> Objective
Copy the records from the line that has "man with eyeglasses -> point" through the end of the records, keeping the requests and raising every coordinate in the answers by 131. Leave the pictures out.

-- START Material to process --

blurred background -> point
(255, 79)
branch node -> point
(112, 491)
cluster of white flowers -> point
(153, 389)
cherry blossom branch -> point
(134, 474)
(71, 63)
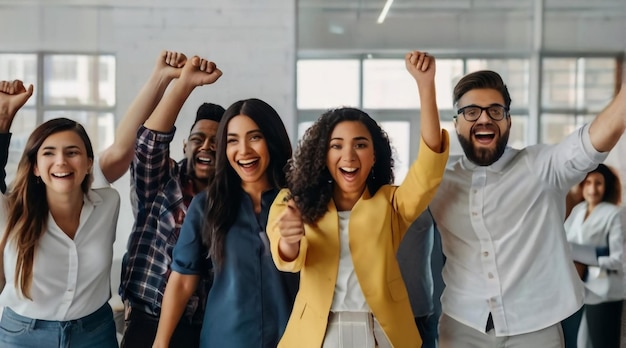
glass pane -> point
(399, 135)
(99, 125)
(559, 82)
(23, 124)
(388, 85)
(20, 67)
(514, 72)
(324, 84)
(302, 127)
(555, 127)
(518, 136)
(449, 72)
(79, 80)
(599, 82)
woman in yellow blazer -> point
(341, 222)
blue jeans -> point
(427, 326)
(97, 330)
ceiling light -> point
(383, 13)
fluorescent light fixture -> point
(383, 13)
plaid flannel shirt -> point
(161, 191)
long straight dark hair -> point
(225, 188)
(27, 201)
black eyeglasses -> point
(471, 113)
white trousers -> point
(354, 330)
(453, 334)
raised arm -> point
(606, 129)
(13, 95)
(422, 67)
(116, 159)
(196, 72)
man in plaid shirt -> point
(161, 190)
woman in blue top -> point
(250, 300)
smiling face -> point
(62, 163)
(349, 160)
(483, 140)
(593, 188)
(199, 150)
(247, 153)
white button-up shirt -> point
(502, 232)
(602, 228)
(71, 277)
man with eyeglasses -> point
(508, 273)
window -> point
(79, 87)
(574, 90)
(383, 88)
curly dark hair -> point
(612, 185)
(225, 187)
(308, 178)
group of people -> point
(246, 244)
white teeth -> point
(246, 162)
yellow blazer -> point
(377, 225)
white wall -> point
(252, 42)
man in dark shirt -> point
(161, 190)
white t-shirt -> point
(502, 232)
(71, 278)
(348, 293)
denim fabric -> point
(96, 330)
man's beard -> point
(484, 156)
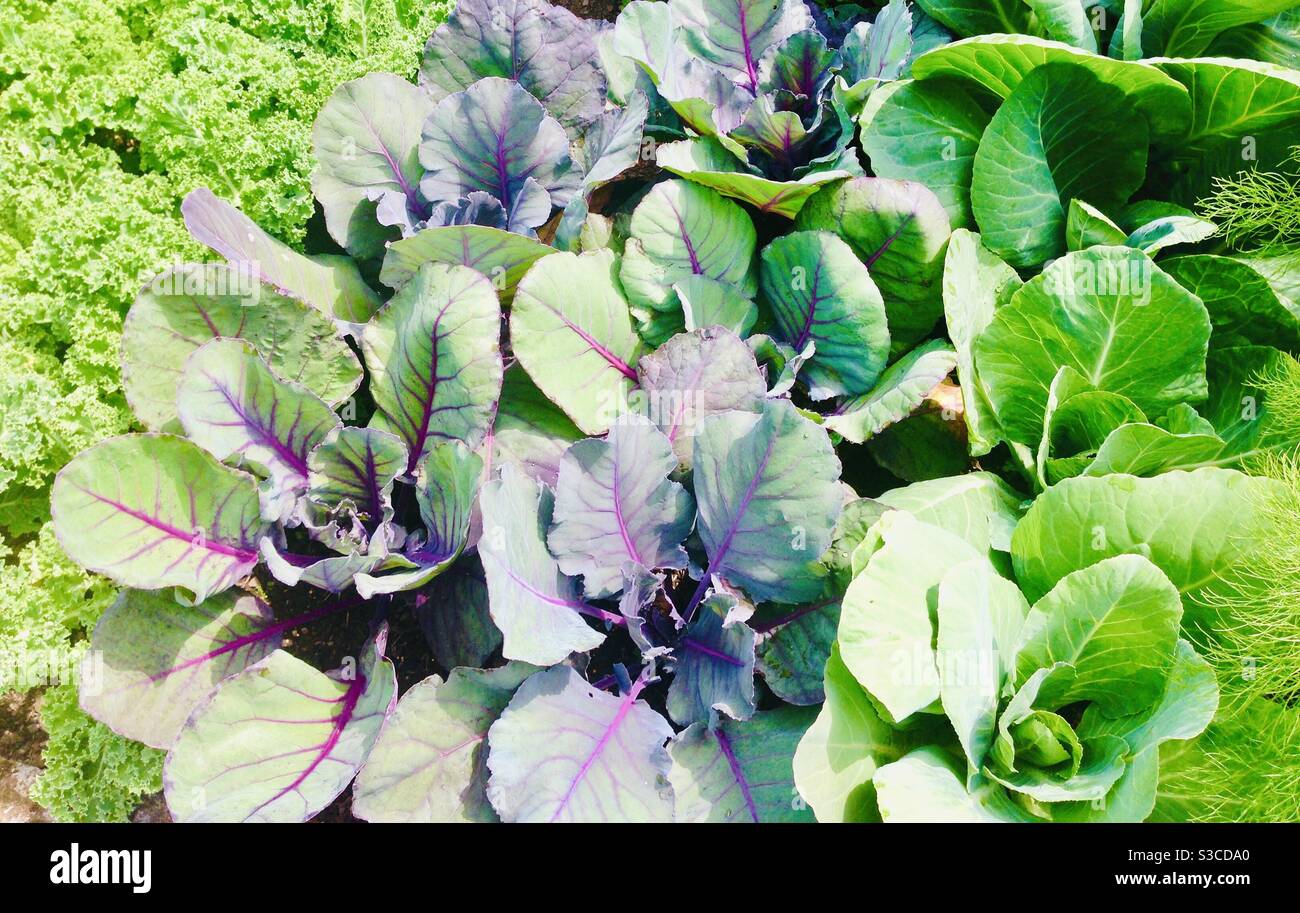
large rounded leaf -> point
(332, 285)
(976, 506)
(492, 138)
(696, 375)
(502, 256)
(898, 229)
(1109, 314)
(1062, 134)
(820, 293)
(537, 608)
(614, 503)
(367, 145)
(571, 329)
(887, 634)
(280, 740)
(845, 745)
(1116, 624)
(1243, 307)
(187, 306)
(1196, 527)
(740, 771)
(928, 132)
(999, 63)
(563, 751)
(434, 359)
(430, 761)
(547, 50)
(161, 658)
(1234, 98)
(681, 229)
(234, 406)
(156, 510)
(923, 788)
(767, 489)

-- END Material to process --

> Answer to this exercise
man with eyeglasses -> point
(639, 404)
window -> point
(210, 218)
(705, 221)
(514, 219)
curly dark hair -> point
(743, 316)
(356, 318)
(439, 309)
group of people -> point
(377, 375)
white teeth -> point
(377, 293)
yellow blazer -> point
(508, 356)
white wall -> point
(383, 173)
man in dark shirt -> point
(292, 321)
white t-shirt -> point
(633, 363)
(202, 409)
(479, 424)
denim fabric -> point
(227, 461)
man's beard -> point
(615, 287)
large rounded leaf -> point
(463, 416)
(1107, 637)
(623, 269)
(827, 506)
(633, 387)
(1029, 360)
(1240, 445)
(1193, 265)
(951, 424)
(668, 739)
(745, 634)
(498, 276)
(702, 460)
(1018, 765)
(411, 871)
(976, 876)
(1247, 755)
(1374, 438)
(318, 437)
(1327, 658)
(871, 902)
(1059, 263)
(1130, 194)
(694, 882)
(565, 490)
(561, 892)
(678, 181)
(292, 789)
(1365, 229)
(812, 360)
(365, 537)
(287, 641)
(1054, 919)
(898, 620)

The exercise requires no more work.